== Provided text
  • 8:40 Work, Life, & Sustainability
    • Earlier in your life, it’s much easier to work ultra-hard in the quest to advance your career, but you can’t do it for an extended period. This is the exact thing that generates mid-life crises, and physical and mental health issues.
    • Brian: “Jack Welch said a lot of stuff.”
  • 15:50 Interviews: Vetting Companies
    • During a job interview, you shouldn’t be the only one being interviewed. You should also be interviewing them!
    • How can you tell if a manager is a “Rick” looking for another “Morty” to add to his “Morty Army?”
    • I talk about a Chris Voss technique where you look at the reactions on the face of the person who isn’t speaking to get the truth.
  • 19:55 Segue on Microsoft
    • We talk about my time at Microsoft where I was a Windows Phone Champion, Albert Shum’s design for its “Metro” UI, and Microsoft’s thinking during the Ballmer era: “The mobile platform is the desktop platform, but lamer.
    • I was at a gathering of P2P people at Microsoft in 2001 that was attended by Tim O’Reilly and Dave Winer, where we were told that “IE6 will be the last browser, because the future is applets.
    • A story from my time at Cory Doctorow’s startup where how I show how hard it is to predict the future.
  • 25:51 Learning
    • A story from how I landed my job at Auth0, where I had to learn about an unfamiliar platform very quickly.
    • The importance of communication when working remotely and keeping Conway’s Law in mind.
    • Strip away the technology, and a teacher from hundreds of years ago would still recognize a present-day classroom and the lecture format.
    • We share stories about learning by doing, with Om talking about his daughter at med school and me talking about a story about the Logo programming language, where children learned beyond what they were being taught.
  • 31:12 Time to Think
  • 37:34 Evolution of Technology & Skills
    • Our first computers: I had an Apple //e and Om had a Spectrum ZX, two serious Generation X machines.
    • I learned how to program at a computer store that tolerated my hanging out: Batteries Included, in Toronto.
    • Learning new languages: Python and Lingo, and picking up new languages to get the job done. This may be the first time on the podcast series where the languages Lisp and Prolog get mentioned.
    • A question that Brian asks during interviews: “Tell me about a time in the last 18 months where you did something to update your skills.”
  • 44:55 Solving Problems
    • Software isn’t a what, it’s a how. If you make software for an industry or field, you’re not in the software industry, but the industry or field that you’re making the software for.
====
== Material supplied
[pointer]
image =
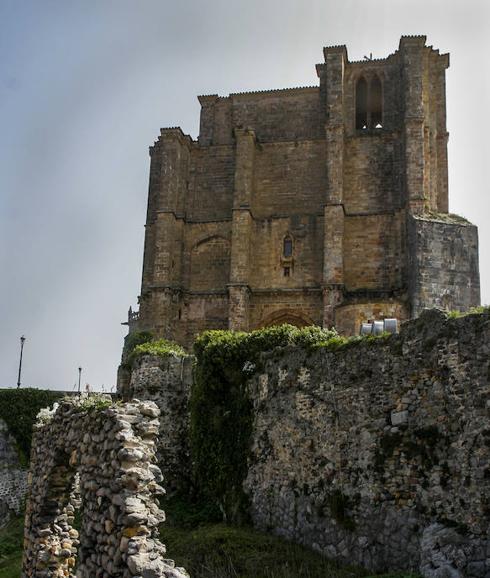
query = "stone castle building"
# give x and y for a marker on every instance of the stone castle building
(323, 205)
====
### Brief A
Shorten the bullet in the podcast notes that begins "Earlier in your life" while keeping its main facts.
### Brief B
Extend the podcast notes past their final bullet.

### Result A
Working ultra-hard for your career is easier when you're young but can't be kept up for long, and doing so is what causes mid-life crises and physical and mental health issues.

### Result B
  • 47:51 Personal Agility
    • Between the pandemic and the current economic situation, you need to develop personal agility to survive and thrive in the current job market.
    • A number of people who participated in the Great Resignation left their jobs without having another job to jump to.
    • About not participating in what Scott Galloway calls “the menace economy”: “I want to earn fair profit for my effort, but I don’t want to do it by stepping on somebody’s neck.”
  • 53:24 Monkeys, a Banana, and a Ladder
    • When talking about organizational culture, you’ll eventually come across the “Five Monkeys Experiment,” which we discuss.
    • How office architecture mirrors office organization, culture, and hierarchy — and how remote work systems’ architecture will do the same.
    • The new generation of workers will probably have to be more adaptable than any previous generation.
  • 1:02:18 Returning to the Office
    • The majority of a developer’s day requires focus time, and that isn’t often achievable at the office.
    • The true hurdle may not be technology or office space, but organization discipline.
    • It’s quite possible to kill time unproductively at the office — we’ve all seen this.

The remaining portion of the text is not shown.